- [REQUIRED WORK]:
Pick up the thread below about messaging platforms and protocols, and continue it from its final line.

- [DOCUMENT EXCERPT]:
↓

CC: @janvlug
CC: @janvlug
@lxo @janvlug we have to still solve the reliability issue somehow, and also mass adoption.
How does Jami handle messages if the receipient is not online? This likely involves processing more data by peers.
Like I keep repeating, choice of a messaging platform is not just a personal unlike GNU/Linux or Libre Office, we need our contacts using the same platform as well.
So to provide the same usability, we need server and phone book integration.
(in groups, any peer that receives a message can pass it on to others later)
the need for others to share the same platform is somewhat artificial: we'd be better off with protocols that multiple different programs and platforms could use to exchange messages. but the centralizing 'app' mentality pushes us the wrong way. Email, XMPP and the Fediverse, for some examples, have different servers and different clients, and they all interoperate to some degree. now, maybe you consider the protocol as the platform.

↑

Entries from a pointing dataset

↓

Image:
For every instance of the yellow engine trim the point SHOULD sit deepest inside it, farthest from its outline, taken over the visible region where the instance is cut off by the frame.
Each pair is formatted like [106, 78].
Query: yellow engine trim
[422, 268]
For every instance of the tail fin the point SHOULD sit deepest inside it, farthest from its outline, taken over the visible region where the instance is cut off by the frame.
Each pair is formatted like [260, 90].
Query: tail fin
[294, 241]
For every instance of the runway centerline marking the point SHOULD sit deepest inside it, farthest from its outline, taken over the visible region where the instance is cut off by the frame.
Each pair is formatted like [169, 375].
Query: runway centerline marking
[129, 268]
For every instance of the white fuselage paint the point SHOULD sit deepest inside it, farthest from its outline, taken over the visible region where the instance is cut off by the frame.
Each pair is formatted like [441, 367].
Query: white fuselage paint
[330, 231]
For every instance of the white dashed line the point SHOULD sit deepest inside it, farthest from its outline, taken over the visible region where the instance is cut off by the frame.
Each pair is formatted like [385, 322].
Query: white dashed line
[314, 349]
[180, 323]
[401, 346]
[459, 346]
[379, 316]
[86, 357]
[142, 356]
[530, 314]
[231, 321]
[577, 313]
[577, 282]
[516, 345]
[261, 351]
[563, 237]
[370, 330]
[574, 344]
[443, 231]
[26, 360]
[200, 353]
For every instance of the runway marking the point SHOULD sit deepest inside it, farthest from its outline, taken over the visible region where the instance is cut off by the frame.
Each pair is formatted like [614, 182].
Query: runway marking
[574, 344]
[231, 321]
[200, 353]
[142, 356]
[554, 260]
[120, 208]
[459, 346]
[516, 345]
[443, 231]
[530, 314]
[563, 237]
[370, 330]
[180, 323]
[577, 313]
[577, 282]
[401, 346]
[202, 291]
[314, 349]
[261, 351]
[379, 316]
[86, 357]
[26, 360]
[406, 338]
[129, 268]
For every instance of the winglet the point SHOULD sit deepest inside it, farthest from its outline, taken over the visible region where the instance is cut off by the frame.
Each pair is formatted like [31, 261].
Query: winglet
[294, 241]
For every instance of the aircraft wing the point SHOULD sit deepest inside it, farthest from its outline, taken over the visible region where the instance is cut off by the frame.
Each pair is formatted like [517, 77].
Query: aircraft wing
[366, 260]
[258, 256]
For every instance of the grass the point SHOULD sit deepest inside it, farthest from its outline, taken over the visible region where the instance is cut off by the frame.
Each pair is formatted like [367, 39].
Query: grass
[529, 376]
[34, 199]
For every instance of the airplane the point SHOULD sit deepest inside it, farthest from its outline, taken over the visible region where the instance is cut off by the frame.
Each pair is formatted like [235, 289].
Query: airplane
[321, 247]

↑

- [SOLVED EXERCISE]:
anyhow, GNU Jami would likely benefit from different applications, including TUI and CLI. GUIs are often inconvenient and constraining.
we don't need server, so we can't need server integration.
phone book? what phone?!? who needs anachronic phone numbers when we can have mnemonic nicknames (backed by crypto-strong hashes) that are not traceable to a tracking device?
CC: @janvlug
@lxo @janvlug I think this approach of a single solution will work for everyone does not help in mass adoption. And unlike GNU/Linux mass adoption is crucial for a messaging platform. If we blindly try the same strategy we use for GNU/Linux, without understanding the network effects and forced usage, we are not going to succeed. The challenges have changed and we can survive only if we adapt. I'm not saying we must use phone numbers, we should interopetate with people who want that.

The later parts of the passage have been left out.